Your goal – Decide whether each statement agrees with the note below, answering yes or no and quoting the words of the note that settle it. 1. Style is worth 2 points this time. 2. The sample solution is for problem 3. 3. The metafunction how-deep gives 0 for mtS.

This time I allocate 2 points to style and next time it will be 4.

Here is a sample solution to problem 4, which many of you got wrong.

  #lang racket
  (require redex)

  (define-extended-language vStacks Stacks
    (vS mtS
	(push vS n)))

  (define-metafunction vStacks 
    evalS : S -> vS 
    [(evalS mtS) mtS]
    [(evalS (push S e)) (push (evalS S) (e-eval e))]
    [(evalS (pop S))    (popF (evalS S))])

  (define-metafunction vStacks 
    e-eval : e -> n
    [(e-eval n) n]
    [(e-eval (add1 e)) ,(+ 1 (term (e-eval e)))]
    [(e-eval (top S))   (topF (evalS S))]
    [(e-eval (depth S)) (how-deep (evalS S))])

  (define-metafunction vStacks 
    how-deep : vS -> n
    [(how-deep mtS) 0]
    [(how-deep (push S n)) ,(+ 1 (term (how-deep S)))])

  (define-metafunction vStacks 
    topF : vS -> vS
    [(topF (push S n)) n])

(Data listing)
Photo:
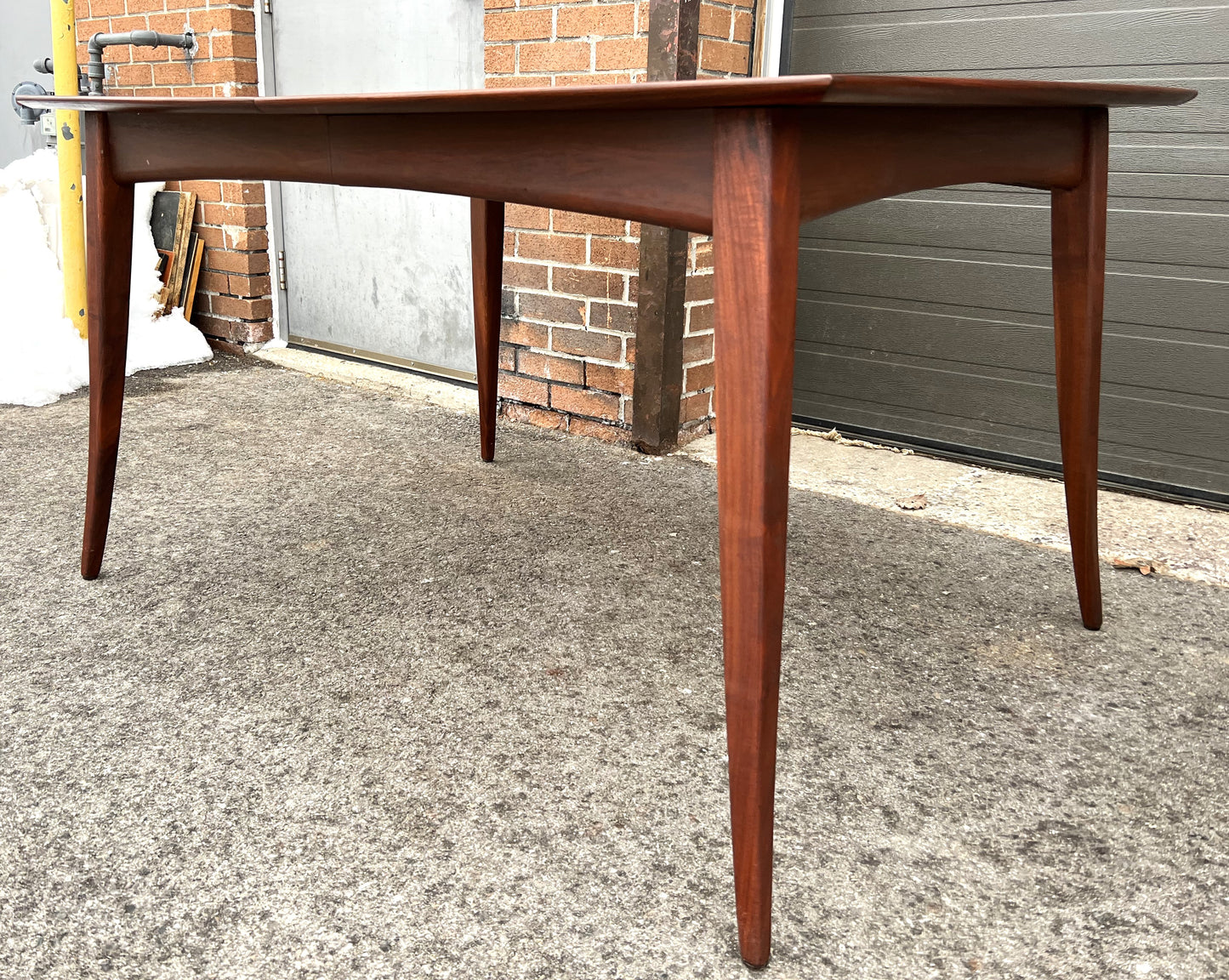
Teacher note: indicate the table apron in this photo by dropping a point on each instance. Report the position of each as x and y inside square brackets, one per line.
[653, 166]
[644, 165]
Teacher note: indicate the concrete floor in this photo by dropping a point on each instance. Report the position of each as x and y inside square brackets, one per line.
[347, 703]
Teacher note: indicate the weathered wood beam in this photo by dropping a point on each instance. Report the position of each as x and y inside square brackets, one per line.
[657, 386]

* * *

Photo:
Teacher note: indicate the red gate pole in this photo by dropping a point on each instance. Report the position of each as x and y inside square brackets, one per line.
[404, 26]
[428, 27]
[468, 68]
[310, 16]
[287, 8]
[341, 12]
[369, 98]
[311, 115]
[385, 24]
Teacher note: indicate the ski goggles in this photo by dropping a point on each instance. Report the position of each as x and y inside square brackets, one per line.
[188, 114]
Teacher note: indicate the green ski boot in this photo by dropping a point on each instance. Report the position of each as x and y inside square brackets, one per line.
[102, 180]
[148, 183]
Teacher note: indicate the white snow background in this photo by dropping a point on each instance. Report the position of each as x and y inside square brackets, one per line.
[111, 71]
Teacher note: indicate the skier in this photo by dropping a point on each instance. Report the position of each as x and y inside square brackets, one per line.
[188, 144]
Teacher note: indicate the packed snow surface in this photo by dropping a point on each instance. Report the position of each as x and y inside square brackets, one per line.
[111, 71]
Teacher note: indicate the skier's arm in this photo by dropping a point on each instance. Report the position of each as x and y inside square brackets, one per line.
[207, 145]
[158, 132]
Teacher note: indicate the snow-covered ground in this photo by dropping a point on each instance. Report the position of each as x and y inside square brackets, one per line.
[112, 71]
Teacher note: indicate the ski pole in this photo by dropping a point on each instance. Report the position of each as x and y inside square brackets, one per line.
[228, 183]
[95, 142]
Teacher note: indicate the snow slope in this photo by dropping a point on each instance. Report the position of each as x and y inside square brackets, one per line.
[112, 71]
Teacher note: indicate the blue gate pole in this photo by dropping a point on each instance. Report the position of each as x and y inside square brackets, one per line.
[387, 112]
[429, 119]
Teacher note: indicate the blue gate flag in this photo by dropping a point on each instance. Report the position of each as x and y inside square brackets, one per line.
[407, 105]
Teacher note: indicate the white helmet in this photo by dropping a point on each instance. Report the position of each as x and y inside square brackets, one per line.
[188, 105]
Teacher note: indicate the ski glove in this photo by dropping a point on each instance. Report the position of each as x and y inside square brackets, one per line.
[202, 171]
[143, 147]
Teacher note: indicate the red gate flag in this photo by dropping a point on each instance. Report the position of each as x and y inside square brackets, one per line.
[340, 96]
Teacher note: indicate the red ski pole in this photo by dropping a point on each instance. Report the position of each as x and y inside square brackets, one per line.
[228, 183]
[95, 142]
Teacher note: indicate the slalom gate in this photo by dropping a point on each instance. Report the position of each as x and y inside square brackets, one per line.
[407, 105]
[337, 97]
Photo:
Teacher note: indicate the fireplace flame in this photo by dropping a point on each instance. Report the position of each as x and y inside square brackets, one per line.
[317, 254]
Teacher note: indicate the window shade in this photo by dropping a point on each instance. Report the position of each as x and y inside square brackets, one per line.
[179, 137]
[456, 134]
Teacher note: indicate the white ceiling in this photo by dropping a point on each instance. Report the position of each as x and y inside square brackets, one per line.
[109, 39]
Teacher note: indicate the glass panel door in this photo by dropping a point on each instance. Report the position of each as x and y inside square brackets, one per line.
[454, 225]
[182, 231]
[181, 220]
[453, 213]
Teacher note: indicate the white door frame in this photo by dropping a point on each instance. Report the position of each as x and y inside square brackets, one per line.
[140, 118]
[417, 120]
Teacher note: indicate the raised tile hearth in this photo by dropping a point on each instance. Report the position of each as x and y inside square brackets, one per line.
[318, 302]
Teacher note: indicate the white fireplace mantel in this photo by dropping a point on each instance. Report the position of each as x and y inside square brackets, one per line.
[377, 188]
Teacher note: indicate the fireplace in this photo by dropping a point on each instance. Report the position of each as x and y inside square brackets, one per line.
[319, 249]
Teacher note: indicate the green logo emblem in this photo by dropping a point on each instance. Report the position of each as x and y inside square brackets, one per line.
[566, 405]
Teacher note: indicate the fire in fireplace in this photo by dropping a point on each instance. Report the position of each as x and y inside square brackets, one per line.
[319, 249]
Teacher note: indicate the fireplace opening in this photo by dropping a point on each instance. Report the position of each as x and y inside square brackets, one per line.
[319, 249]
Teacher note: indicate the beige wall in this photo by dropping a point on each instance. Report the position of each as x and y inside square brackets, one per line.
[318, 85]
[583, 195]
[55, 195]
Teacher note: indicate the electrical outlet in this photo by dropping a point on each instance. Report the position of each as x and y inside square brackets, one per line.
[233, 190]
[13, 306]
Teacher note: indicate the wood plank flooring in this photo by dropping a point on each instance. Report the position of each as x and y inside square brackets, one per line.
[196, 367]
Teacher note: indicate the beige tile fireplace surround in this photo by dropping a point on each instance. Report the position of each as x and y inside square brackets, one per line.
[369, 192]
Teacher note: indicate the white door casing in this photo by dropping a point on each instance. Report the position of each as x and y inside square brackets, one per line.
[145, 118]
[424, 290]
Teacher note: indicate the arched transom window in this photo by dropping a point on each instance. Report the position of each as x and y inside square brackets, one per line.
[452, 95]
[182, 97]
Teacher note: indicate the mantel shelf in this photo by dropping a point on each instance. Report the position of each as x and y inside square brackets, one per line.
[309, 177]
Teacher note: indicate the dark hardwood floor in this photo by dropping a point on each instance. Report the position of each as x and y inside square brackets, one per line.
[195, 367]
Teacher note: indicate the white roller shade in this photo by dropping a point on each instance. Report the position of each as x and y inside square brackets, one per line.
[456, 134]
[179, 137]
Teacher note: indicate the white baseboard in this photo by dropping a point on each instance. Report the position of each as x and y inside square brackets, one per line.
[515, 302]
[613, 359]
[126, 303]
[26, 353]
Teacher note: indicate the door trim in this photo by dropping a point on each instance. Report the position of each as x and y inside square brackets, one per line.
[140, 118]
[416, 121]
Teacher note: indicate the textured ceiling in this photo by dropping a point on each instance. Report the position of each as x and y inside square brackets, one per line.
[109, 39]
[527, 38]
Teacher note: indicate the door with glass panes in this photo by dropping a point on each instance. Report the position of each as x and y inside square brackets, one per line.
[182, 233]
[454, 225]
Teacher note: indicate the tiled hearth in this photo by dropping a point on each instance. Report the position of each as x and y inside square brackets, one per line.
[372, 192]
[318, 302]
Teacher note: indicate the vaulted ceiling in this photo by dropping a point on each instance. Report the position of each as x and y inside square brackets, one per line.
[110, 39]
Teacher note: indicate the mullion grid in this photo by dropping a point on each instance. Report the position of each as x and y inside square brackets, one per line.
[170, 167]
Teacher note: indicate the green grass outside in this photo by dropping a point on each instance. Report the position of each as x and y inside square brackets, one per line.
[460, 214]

...

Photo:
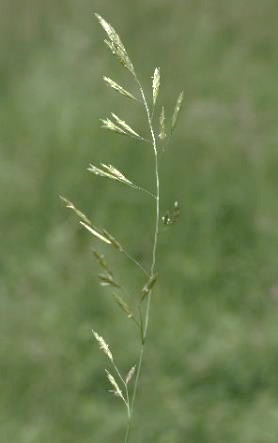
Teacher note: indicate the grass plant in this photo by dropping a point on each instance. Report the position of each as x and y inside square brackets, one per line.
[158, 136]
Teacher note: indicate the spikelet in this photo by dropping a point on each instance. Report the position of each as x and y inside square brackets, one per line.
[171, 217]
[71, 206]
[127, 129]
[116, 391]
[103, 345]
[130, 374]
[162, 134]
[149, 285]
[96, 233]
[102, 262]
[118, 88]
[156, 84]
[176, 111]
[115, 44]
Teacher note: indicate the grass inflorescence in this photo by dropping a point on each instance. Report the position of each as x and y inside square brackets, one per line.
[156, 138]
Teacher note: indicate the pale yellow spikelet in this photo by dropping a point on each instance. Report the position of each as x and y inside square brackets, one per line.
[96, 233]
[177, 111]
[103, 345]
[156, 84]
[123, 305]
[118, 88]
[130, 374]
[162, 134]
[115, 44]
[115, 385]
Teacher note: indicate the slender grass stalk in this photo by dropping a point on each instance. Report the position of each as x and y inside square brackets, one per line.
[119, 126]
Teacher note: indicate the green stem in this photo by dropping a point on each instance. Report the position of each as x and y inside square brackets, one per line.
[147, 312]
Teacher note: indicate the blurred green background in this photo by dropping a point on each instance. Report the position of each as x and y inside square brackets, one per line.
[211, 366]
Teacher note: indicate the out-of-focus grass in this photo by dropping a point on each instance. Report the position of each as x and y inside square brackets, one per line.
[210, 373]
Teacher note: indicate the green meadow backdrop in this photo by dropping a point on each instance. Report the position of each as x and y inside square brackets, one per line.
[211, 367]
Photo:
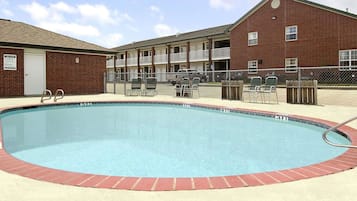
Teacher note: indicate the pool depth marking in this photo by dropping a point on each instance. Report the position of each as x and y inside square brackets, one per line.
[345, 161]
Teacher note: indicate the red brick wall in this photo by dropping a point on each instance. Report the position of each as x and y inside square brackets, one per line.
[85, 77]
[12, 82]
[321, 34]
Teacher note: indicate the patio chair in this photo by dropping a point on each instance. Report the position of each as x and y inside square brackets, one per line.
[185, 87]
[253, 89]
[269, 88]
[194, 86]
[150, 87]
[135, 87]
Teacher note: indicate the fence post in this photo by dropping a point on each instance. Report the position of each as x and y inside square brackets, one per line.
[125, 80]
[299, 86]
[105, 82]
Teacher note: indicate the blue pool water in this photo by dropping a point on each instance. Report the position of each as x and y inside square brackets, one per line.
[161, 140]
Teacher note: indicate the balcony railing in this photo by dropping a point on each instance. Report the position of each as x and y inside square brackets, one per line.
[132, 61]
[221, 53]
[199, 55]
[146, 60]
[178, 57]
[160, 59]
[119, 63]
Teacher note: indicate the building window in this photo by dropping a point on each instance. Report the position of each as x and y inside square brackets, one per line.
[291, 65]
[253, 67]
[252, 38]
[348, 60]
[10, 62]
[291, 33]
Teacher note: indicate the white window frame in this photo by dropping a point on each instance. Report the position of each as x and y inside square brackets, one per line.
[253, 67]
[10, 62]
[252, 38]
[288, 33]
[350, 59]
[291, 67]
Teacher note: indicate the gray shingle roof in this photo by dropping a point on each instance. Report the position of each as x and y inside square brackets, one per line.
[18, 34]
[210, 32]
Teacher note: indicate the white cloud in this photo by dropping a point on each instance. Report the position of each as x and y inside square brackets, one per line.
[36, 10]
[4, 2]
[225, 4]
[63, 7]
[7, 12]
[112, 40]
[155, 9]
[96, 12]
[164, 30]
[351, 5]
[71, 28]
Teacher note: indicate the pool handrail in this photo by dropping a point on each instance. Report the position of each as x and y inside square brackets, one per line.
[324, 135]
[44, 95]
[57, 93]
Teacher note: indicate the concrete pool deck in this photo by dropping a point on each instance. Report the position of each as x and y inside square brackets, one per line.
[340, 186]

Written answer –
1. Yes: "This time I allocate 2 points to style"
2. No: "Here is a sample solution to problem 4"
3. Yes: "[(how-deep mtS) 0]"